* _REQUIRED TASK_
Convert the material below into a JSON list of strings with one string per line, omitting blank lines and leaving out the pictures.
##### DATASET RECORDS #####
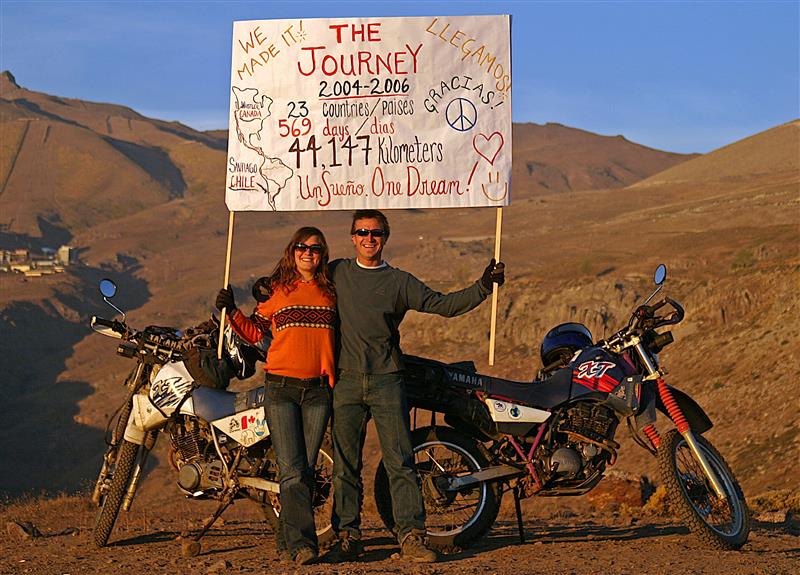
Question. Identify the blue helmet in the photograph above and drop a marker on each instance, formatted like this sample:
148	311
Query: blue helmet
564	340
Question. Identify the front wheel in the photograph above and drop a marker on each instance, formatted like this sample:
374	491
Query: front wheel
720	523
112	499
453	518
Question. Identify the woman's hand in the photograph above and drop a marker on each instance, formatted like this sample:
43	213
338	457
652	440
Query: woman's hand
225	300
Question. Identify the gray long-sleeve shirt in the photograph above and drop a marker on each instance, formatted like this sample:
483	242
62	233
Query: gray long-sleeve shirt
373	302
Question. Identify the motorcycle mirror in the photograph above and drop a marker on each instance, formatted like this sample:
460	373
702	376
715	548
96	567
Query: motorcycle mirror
660	275
108	288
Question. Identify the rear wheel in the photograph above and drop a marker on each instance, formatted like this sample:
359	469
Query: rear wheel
111	501
720	523
453	518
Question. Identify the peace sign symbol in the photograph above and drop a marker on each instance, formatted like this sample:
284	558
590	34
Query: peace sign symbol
461	114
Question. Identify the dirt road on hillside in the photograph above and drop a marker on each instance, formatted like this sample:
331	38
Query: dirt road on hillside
145	542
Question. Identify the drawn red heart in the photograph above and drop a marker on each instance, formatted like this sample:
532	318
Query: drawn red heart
488	146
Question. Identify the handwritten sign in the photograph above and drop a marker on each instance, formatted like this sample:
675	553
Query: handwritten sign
333	114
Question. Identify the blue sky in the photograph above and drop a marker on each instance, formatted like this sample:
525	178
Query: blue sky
678	76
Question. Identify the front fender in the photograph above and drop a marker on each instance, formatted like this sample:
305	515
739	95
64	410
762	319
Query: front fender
144	417
699	422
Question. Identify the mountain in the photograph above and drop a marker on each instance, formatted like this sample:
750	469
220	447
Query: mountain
73	163
589	222
556	158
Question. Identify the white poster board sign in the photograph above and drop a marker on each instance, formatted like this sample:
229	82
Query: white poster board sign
351	113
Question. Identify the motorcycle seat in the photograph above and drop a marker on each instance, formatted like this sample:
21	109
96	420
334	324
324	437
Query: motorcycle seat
546	394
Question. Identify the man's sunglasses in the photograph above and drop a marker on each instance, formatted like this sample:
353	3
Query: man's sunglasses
313	248
364	233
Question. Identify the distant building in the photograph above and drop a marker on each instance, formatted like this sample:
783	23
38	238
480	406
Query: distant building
65	255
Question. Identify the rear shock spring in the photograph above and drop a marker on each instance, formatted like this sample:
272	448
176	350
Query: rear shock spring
652	434
674	411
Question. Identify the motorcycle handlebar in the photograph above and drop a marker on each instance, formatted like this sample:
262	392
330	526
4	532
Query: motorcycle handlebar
676	316
110	328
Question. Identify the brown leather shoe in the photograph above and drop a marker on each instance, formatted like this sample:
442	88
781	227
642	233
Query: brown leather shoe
413	548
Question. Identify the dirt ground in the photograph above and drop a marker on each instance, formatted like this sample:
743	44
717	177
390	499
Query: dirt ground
564	542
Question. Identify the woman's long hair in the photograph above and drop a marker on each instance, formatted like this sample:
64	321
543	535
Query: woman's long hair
285	273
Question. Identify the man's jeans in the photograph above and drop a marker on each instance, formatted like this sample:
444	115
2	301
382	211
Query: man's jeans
297	419
355	396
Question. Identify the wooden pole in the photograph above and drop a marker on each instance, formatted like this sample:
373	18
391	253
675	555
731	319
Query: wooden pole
225	283
497	233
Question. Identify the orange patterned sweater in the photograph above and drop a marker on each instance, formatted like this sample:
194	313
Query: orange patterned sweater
303	323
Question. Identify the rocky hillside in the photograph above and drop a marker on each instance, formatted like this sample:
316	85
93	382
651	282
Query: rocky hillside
582	249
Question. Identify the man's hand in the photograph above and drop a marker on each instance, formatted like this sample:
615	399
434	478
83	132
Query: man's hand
495	272
262	289
225	300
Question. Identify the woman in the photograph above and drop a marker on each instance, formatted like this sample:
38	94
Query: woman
301	313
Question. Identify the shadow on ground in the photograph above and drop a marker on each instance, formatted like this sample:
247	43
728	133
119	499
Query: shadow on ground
44	448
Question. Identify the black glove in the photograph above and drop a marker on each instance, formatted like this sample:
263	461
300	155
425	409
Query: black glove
494	273
262	289
225	300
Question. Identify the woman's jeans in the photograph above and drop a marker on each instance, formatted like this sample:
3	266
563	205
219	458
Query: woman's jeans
297	418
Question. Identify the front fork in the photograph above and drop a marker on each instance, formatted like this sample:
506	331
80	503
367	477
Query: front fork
149	443
110	456
678	418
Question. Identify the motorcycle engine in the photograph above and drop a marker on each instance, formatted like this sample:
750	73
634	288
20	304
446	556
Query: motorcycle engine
582	443
199	475
198	466
566	461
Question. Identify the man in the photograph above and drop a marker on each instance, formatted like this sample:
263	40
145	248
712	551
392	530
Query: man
372	299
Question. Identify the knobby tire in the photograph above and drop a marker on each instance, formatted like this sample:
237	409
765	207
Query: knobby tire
109	509
489	498
691	513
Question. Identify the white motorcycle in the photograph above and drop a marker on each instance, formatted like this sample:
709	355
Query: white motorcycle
219	440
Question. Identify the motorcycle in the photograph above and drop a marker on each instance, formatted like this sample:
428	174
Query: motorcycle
555	436
219	440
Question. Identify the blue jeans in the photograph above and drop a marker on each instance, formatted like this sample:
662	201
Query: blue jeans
297	419
355	397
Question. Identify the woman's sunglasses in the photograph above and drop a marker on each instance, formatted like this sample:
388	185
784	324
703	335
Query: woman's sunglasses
313	248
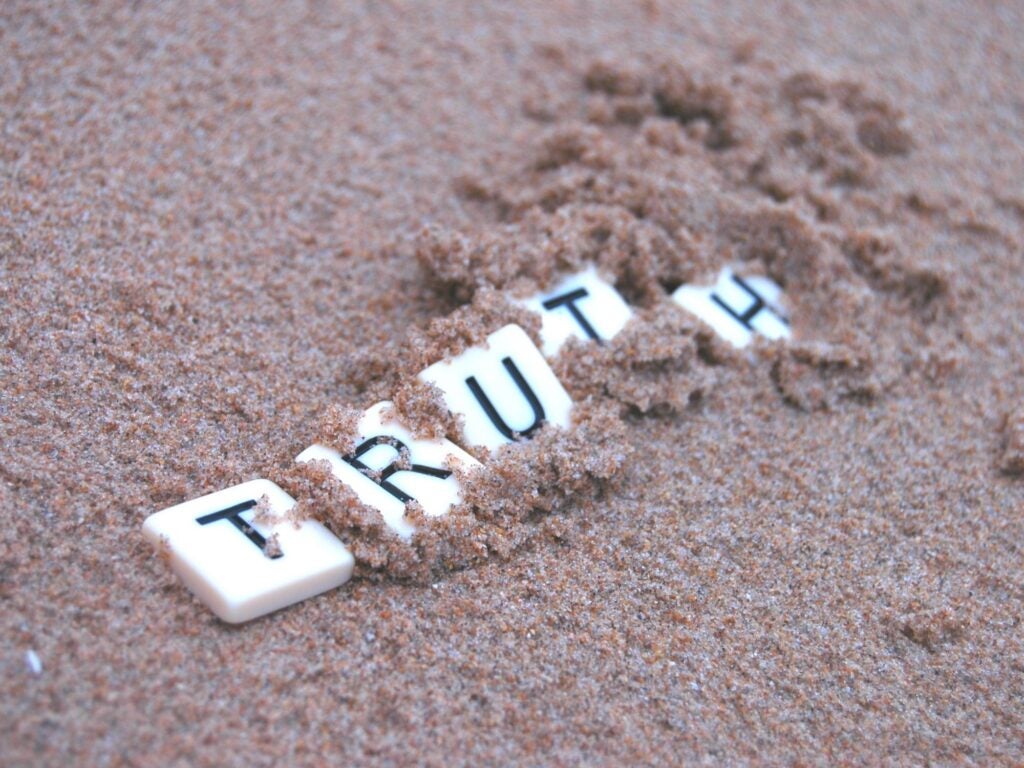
#####
* _RESULT BELOW_
[
  "Question. Identify the blue helmet in the photograph above and drop a marker on each instance, formatted like this sample:",
  "148\t311",
  "Query: blue helmet",
  "564\t340",
  "Question. Identify the front wheel in the photograph above and drop a marker on each instance, formatted like this sample:",
  "374\t491",
  "Query: front wheel",
  "720\t523",
  "112\t499",
  "453\t518",
  "Question. Identify the woman's hand in the photograph above and drop a marker on each instance, formatted like this sample:",
  "43\t213",
  "338\t457",
  "652\t440",
  "Query: woman's hand",
  "225\t300",
  "Question. Identify the gray long-sleeve shirt in the photograph above and drop a marker on each instance, formatted like this sample:",
  "483\t242",
  "62\t233",
  "Query: gray long-sleeve shirt",
  "373\t302",
  "Question. Identify the motorcycle mirror in the photograph above and drop a marker on each instance, formatted like this sample:",
  "460\t373",
  "702\t376",
  "715\t548",
  "96\t567",
  "Query: motorcycle mirror",
  "660\t275",
  "108\t288",
  "Question. Identify the rear wheel in the photograph above and drop a marker on each instance, formatted like this sample:",
  "359\t469",
  "Query: rear wheel",
  "111\t501",
  "720\t523",
  "453\t518",
  "Question. Identify the peace sign symbol in the photograph above and drop a marker on each instance, formatted like this sample:",
  "284\t558",
  "590\t34",
  "Query: peace sign symbol",
  "461\t114",
  "Question. Identify the dirt road on hillside in the photograph above and drop a marker on each instance, formatted like this sample:",
  "331\t38",
  "Query: dirt road on hillside",
  "145\t542",
  "Question. Identify the drawn red heart in the photograph above and drop a marker on each instance, formatted like this sample:",
  "532\t318",
  "Query: drawn red heart",
  "488\t146",
  "Question. Identify the handwritten sign in the photograph above and drop a marker on each instance, formatted like this sample:",
  "675\t553",
  "Query: handwritten sign",
  "333\t114",
  "Question. Identify the blue sky in the photograph above and drop a marker on each instance, formatted like this sample:",
  "525\t178",
  "Query: blue sky",
  "678\t76",
  "Question. Identify the front fender in the photograph above and drop a marker on each instance, formatted like this sample:",
  "305\t515",
  "739\t95",
  "64\t410",
  "762\t319",
  "Query: front fender",
  "144\t417",
  "699\t422",
  "Question. Identify the mountain in the photograph above and drop a marker on each instance, formatted like this sample:",
  "750\t469",
  "220\t447",
  "Query: mountain",
  "73\t163",
  "589\t222",
  "556\t158",
  "Question. Identify the white poster board sign in the photograph above and drop a marker on each instance, formatted like this sample:",
  "229\t82",
  "Query: white poster board sign",
  "351\t113",
  "Question. Identify the motorcycle seat in the photograph above and drop a marker on each instance, formatted like this sample:",
  "21\t109",
  "96\t420",
  "334\t324",
  "324\t437",
  "Query: motorcycle seat",
  "546\t394",
  "Question. Identify the man's sunglasses in the photograph above and drop a marker on each instance, formatted like this sample:",
  "353\t3",
  "Query: man's sunglasses",
  "313\t248",
  "364\t233",
  "Question. Identify the distant building in the photograph above and drop a marker on each instance, formatted like this sample:",
  "783\t23",
  "38\t238",
  "480\t406",
  "Query: distant building",
  "65\t255",
  "Question. Identify the rear shock spring in the photograph above and drop a marker on each instance, formatted like this sample:",
  "272\t448",
  "176\t350",
  "Query: rear shock spring",
  "652\t434",
  "674\t411",
  "Question. Identify the motorcycle handlebar in the photograph above and drop a marker on each instance, formatted like this sample:",
  "262\t392",
  "330\t526",
  "4\t532",
  "Query: motorcycle handlebar",
  "676\t316",
  "110\t328",
  "Question. Identify the brown leather shoe in the photograph above and drop a marker on each instance, formatted like this sample:",
  "442\t88",
  "781\t227",
  "642\t233",
  "Query: brown leather shoe",
  "413\t548",
  "Question. Identify the dirt ground in the photograph above and drop a marker on each instance, formatted like this sample:",
  "743\t44",
  "717\t177",
  "390\t499",
  "Query: dirt ground",
  "564\t542",
  "Question. Identify the woman's long hair in the photograph above and drop a marker on each instance, formatted like this sample:",
  "64\t321",
  "543\t535",
  "Query: woman's long hair",
  "285\t273",
  "Question. Identify the man's jeans in the photograph above and drop a marker on each instance, formatted like this sample:",
  "444\t115",
  "2\t301",
  "382\t211",
  "Query: man's jeans",
  "297\t419",
  "355\t396",
  "Question. Identify the wooden pole in the photograph above and drop a marker on each instance, formatted like this sample:",
  "373\t18",
  "391\t253",
  "675\t555",
  "731\t319",
  "Query: wooden pole",
  "225\t283",
  "497\t233",
  "Question. Identify the orange patterned sweater in the photograph above and drop a marker on each instance, formatted like this sample:",
  "194\t313",
  "Query: orange patterned sweater",
  "303\t323",
  "Question. Identify the rocky hillside in the photograph above and drop a marker on each instance, formatted like this sample:",
  "316\t85",
  "93\t382",
  "651\t282",
  "Query: rocky hillside",
  "582\t249",
  "Question. Identify the man's hand in the photograph above and drop a marker on each instance, formatted like this sample:",
  "615\t399",
  "434\t478",
  "83\t132",
  "Query: man's hand",
  "495\t272",
  "262\t289",
  "225\t300",
  "Question. Identify the woman in the photograph above and drop a marker on each instance, formatted like this sample:",
  "38\t94",
  "Query: woman",
  "301\t313",
  "Question. Identify the shadow on ground in the photograph above and drop a marker on each instance, formatted like this sample:",
  "247\t43",
  "728\t133",
  "119\t499",
  "Query: shadow on ground",
  "44\t448",
  "Question. Identify the black glove in the photograph above and drop a marker on each instance, formatted like this sample:",
  "263\t461",
  "300\t155",
  "425\t409",
  "Query: black glove",
  "494\t273",
  "262\t289",
  "225\t300",
  "Question. Identify the woman's jeans in the photograph above and drop a marker on each instance, formatted like this sample:",
  "3\t266",
  "563\t205",
  "219\t458",
  "Query: woman's jeans",
  "297\t418",
  "Question. Identify the front fork in the photograph above and drop a marker on each instance, formatted like this sample:",
  "506\t331",
  "80\t503",
  "367\t477",
  "Query: front fork",
  "149\t443",
  "110\t456",
  "678\t418",
  "Question. Identify the motorcycle engine in the photograph above and drop a marker on each instance, formatted like this sample:",
  "750\t73",
  "634\t288",
  "20\t304",
  "446\t556",
  "Query: motorcycle engine",
  "582\t443",
  "199\t475",
  "198\t466",
  "566\t461",
  "Question. Identify the man in the photograph above and drop a marker on each instance, formatted like this sample:",
  "263\t40",
  "145\t248",
  "712\t551",
  "392\t530",
  "Query: man",
  "372\t299",
  "Question. Identify the knobby tire in the photograph above and drop a marker on each instance, formatted like this sample:",
  "237\t409",
  "765\t207",
  "Query: knobby tire",
  "109\t509",
  "489\t498",
  "691\t513",
  "Question. Identify the white motorcycle in the photograph above and drop a marker on each instance, formatted like this sample:",
  "709\t355",
  "Query: white motorcycle",
  "219\t440",
  "Question. Identify the motorcycle in the photograph above and drop a marker on each instance, formatted like this sample:",
  "428\t174",
  "Query: motorcycle",
  "555\t436",
  "219\t440",
  "Question. Identify the blue jeans in the photograph above and drop a marker on each instance, formatted like this sample:",
  "662\t201",
  "Query: blue jeans",
  "297\t419",
  "355\t397",
  "Question. Identify the woman's sunglasses in the photograph above and drop a marker on each instance, formatted like this sample:",
  "388\t185",
  "784\t324",
  "703\t335",
  "Query: woman's sunglasses",
  "313\t248"
]